Echo the stretch of the Colorado attorney general opinion from "Question No. 2: Does" through "does not apply?", word for word.

* Begin Page text *

Attorney General of Colorado — Opinion
April 17, 2003
This opinion concerns the propriety of investing custodial funds held in the Colorado treasury in non-interest bearing general fund warrants. It is issued at the request of Colorado State Treasurer Mike Coffman.
KEN SALAZAR, Attorney General
Questions Presented and Answers
Question No. 1: Are custodial funds, as defined in your opinions 90-16 and 91-1, eligible for investment in non-interest bearing general fund warrants or does doing so violate the Treasurer’s fiduciary duties?
Answer No. 1: Whether a particular custodial fund is eligible for investment in non-interest bearing general fund warrants depends upon the specific nature of the custodial fund. To decide whether a particular custodial fund is eligible for investment, one must examine the constitutional or statutory provision, court order, contract or other legal authority that governs the creation and restricts the use of the fund. If that authority creates use restrictions that cannot be amended by the General Assembly, the custodial fund is not eligible for investment in non-interest bearing warrants.
Alternatively, if the General Assembly has the legal power to amend the authority for the particular custodial fund, the custodial fund is eligible for investment in non-interest bearing warrants upon the amendment of that authority to transform the custodial fund to public funds.
Question No. 2: Does the term “public funds” as used in § 24-75-206, C.R.S. (2002), include custodial funds?
Answer No. 2: Please see the response to Question No. 1. Whether a custodial fund is a “public fund” available for investment in non-interest bearing warrrants depends upon the power of the General Assembly to amend the authority governing the particular fund. If the General
Assembly is empowered to amend the authority that restricts the use of a particular fund, that fund is a “public fund” within the meaning of § 24-75-206, C.R.S. (2002).
Question No. 3: Are there categories of funds (other than those noted in the constitution) that due to their nature or the form of statutory language used to create them to which § 24-75-208, C.R.S. (2002), does not apply?

* End Page text *
* Begin Stored records *

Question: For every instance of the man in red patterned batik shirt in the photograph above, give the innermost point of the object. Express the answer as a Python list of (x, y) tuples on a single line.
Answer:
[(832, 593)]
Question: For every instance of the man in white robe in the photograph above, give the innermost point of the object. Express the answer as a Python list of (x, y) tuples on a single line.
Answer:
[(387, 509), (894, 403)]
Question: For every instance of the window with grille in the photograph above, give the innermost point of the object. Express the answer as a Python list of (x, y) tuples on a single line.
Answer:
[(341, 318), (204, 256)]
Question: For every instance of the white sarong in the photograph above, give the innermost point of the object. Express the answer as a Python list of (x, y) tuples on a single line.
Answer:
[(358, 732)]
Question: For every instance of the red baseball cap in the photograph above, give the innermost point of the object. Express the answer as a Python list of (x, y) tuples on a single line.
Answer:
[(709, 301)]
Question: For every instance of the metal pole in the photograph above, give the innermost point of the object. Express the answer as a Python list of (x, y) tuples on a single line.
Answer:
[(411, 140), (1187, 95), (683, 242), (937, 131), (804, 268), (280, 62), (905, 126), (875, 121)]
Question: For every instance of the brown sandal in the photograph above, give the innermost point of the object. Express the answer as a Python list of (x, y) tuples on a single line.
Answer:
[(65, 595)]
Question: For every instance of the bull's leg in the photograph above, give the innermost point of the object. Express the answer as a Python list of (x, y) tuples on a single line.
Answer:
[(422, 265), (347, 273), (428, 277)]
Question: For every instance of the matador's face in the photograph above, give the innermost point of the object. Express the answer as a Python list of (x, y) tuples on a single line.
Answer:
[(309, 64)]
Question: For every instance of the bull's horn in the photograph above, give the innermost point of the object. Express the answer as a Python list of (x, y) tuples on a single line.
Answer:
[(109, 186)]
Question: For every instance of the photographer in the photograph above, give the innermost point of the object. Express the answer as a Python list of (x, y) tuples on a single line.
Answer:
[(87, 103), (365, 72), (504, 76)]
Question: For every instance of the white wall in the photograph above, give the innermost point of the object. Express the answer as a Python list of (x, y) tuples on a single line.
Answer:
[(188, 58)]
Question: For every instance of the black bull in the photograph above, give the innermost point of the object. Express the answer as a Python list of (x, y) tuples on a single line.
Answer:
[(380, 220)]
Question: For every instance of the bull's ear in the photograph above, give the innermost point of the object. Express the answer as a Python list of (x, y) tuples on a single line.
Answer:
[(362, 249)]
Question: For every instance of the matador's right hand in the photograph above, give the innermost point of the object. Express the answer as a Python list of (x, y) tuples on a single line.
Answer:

* End Stored records *

Solution to this exercise »
Question No. 2: Does the term “public funds” as used in § 24-75-206, C.R.S. (2002), include custodial funds?
Answer No. 2: Please see the response to Question No. 1. Whether a custodial fund is a “public fund” available for investment in non-interest bearing warrrants depends upon the power of the General Assembly to amend the authority governing the particular fund. If the General
Assembly is empowered to amend the authority that restricts the use of a particular fund, that fund is a “public fund” within the meaning of § 24-75-206, C.R.S. (2002).
Question No. 3: Are there categories of funds (other than those noted in the constitution) that due to their nature or the form of statutory language used to create them to which § 24-75-208, C.R.S. (2002), does not apply?